__Source text__
-- BEGIN --
[ICLR 2021, Spotlight] Large Scale Image Completion via Co-Modulated Generative Adversarial Networks

Overview

Large Scale Image Completion via Co-Modulated Generative Adversarial Networks, ICLR 2021 (Spotlight)

Demo | Paper

[NEW!] Time to play with our interactive web demo!

Numerous task-specific variants of conditional generative adversarial networks have been developed for image completion. Yet, a serious limitation remains that all existing algorithms tend to fail when handling large-scale missing regions. To overcome this challenge, we propose a generic new approach that bridges the gap between image-conditional and recent modulated unconditional generative architectures via co-modulation of both conditional and stochastic style representations. Also, due to the lack of good quantitative metrics for image completion, we propose the new Paired/Unpaired Inception Discriminative Score (P-IDS/U-IDS), which robustly measures the perceptual fidelity of inpainted images compared to real images via linear separability in a feature space. Experiments demonstrate superior performance in terms of both quality and diversity over state-of-the-art methods in free-form image completion and easy generalization to image-to-image translation.

Large Scale Image Completion via Co-Modulated Generative Adversarial Networks
Shengyu Zhao, Jonathan Cui, Yilun Sheng, Yue Dong, Xiao Liang, Eric I Chang, Yan Xu
Tsinghua University and Microsoft Research
arXiv | OpenReview

Overview

This repo is implemented upon and has the same dependencies as the official StyleGAN2 repo. We also provide a Dockerfile for Docker users. This repo currently supports:

  • Large scale image completion experiments on FFHQ and Places2
  • Image-to-image translation experiments on edges to photos and COCO-Stuff
  • Evaluation code of Paired/Unpaired Inception Discriminative Score (P-IDS/U-IDS)
-- END --
__Dataset extract__
-- BEGIN --
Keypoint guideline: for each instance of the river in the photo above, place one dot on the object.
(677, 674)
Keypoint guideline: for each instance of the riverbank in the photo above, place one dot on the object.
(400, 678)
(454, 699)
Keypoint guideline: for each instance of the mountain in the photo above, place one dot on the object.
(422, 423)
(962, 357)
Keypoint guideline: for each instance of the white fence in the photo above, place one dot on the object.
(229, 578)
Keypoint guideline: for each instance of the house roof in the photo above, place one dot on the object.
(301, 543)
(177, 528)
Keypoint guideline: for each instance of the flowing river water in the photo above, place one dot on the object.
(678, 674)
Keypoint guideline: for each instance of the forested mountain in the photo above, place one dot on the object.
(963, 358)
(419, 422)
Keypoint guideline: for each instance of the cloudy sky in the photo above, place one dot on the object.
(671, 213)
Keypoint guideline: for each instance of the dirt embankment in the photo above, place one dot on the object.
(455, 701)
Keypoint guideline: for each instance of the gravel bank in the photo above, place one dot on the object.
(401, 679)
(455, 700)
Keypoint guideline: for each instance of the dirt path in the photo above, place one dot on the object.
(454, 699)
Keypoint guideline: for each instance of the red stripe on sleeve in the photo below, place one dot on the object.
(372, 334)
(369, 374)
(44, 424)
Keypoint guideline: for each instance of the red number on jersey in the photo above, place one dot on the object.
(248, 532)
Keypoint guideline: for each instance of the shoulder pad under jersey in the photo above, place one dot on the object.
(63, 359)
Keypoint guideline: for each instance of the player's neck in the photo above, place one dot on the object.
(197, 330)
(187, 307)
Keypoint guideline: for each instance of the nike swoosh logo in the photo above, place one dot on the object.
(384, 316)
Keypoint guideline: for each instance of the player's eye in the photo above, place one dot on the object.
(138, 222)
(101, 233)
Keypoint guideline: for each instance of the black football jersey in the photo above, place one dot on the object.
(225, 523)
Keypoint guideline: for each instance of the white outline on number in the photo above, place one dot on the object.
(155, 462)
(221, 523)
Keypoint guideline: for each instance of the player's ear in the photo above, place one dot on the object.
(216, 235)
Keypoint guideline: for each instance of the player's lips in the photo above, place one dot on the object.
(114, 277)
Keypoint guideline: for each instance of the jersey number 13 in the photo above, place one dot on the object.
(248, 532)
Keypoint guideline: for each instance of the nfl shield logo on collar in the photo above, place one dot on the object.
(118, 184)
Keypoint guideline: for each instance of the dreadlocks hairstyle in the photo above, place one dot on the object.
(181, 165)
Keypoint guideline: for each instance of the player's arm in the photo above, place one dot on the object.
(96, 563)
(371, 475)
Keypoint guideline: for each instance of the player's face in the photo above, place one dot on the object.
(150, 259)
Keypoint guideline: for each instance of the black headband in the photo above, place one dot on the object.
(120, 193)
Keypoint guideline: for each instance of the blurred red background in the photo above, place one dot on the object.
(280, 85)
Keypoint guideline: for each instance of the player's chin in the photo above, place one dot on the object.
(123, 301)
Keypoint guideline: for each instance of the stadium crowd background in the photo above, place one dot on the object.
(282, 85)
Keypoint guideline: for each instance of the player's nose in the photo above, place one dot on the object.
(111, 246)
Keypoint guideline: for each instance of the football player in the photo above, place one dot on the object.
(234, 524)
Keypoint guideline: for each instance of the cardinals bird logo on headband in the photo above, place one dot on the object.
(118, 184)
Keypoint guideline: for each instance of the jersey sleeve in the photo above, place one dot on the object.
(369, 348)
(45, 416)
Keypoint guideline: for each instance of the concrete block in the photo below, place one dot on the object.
-- END --
__Instruction A__
Who are the authors listed in the image completion text? Give every name.
__Instruction B__
Pick up the image completion text after its final line and keep it going.
You won't need the material for anything here.

__Written response A__
Shengyu Zhao, Jonathan Cui, Yilun Sheng, Yue Dong, Xiao Liang, Eric I Chang, Yan Xu

__Written response B__
Datasets

  • FFHQ dataset (in TFRecords format) can be downloaded following the StyleGAN2 repo.
  • Places2 dataset can be downloaded in this website (Places365-Challenge 2016 high-resolution images, training set and validation set). The raw images should be converted into TFRecords using dataset_tools/create_places2.py.

Training

The following script is for training on FFHQ. It will splits 10k images for validation. We recommend using 8 NVIDIA Tesla V100 GPUs for training. Training at 512x512 resolution takes about 1 week.

python run_training.py --data-dir=DATA_DIR --dataset=DATASET --metrics=ids10k --num-gpus=8

The following script is for training on Places2, which has a validation set of 36500 images:

python run_training.py --data-dir=DATA_DIR --dataset=DATASET --metrics=ids36k5 --total-kimg 50000 --num-gpus=8

Evaluation

The following script is for evaluation:

python run_metrics.py --data-dir=DATA_DIR --dataset=DATASET --network=CHECKPOINT_FILE(S) --metrics=METRIC(S) --num-gpus=1

Commonly used metrics are ids10k and ids36k5 (for FFHQ and Places2 respectively), which will compute P-IDS and U-IDS together with FID. By default, masks are generated randomly for evaluation, or you may append the metric name with -h0 ([0.0, 0.2]) to -h4 ([0.8, 1.0]) to specify the range of masked ratio.

Our pre-trained models are available on Google Drive. Below lists our provided pre-trained models:

Model name & URL Description
co-mod-gan-ffhq-9-025000.pkl Large scale image completion on FFHQ (512x512)
co-mod-gan-ffhq-10-025000.pkl Large scale image completion on FFHQ (1024x1024)
co-mod-gan-places2-050000.pkl Large scale image completion on Places2 (512x512)
co-mod-gan-coco-stuff-025000.pkl Image-to-image translation on COCO-Stuff (labels to photos) (512x512)
co-mod-gan-edges2shoes-025000.pkl Image-to-image translation on edges2shoes (256x256)
co-mod-gan-edges2handbags-025000.pkl Image-to-image translation on edges2handbags (256x256)

Use the following script to run the interactive demo locally:

python run_demo.py -d DATA_DIR/DATASET -c CHECKPOINT_FILE(S)

Citation

If you find this code helpful, please cite our paper:

@inproceedings{zhao2021comodgan,
  title={Large Scale Image Completion via Co-Modulated Generative Adversarial Networks},
  author={Zhao, Shengyu and Cui, Jonathan and Sheng, Yilun and Dong, Yue and Liang, Xiao and Chang, Eric I and Xu, Yan},
  booktitle={International Conference on Learning Representations (ICLR)},
  year={2021}
}
Owner
Shengyu Zhao
Undergraduate at IIIS, Tsinghua University. Working with MIT and Microsoft Research.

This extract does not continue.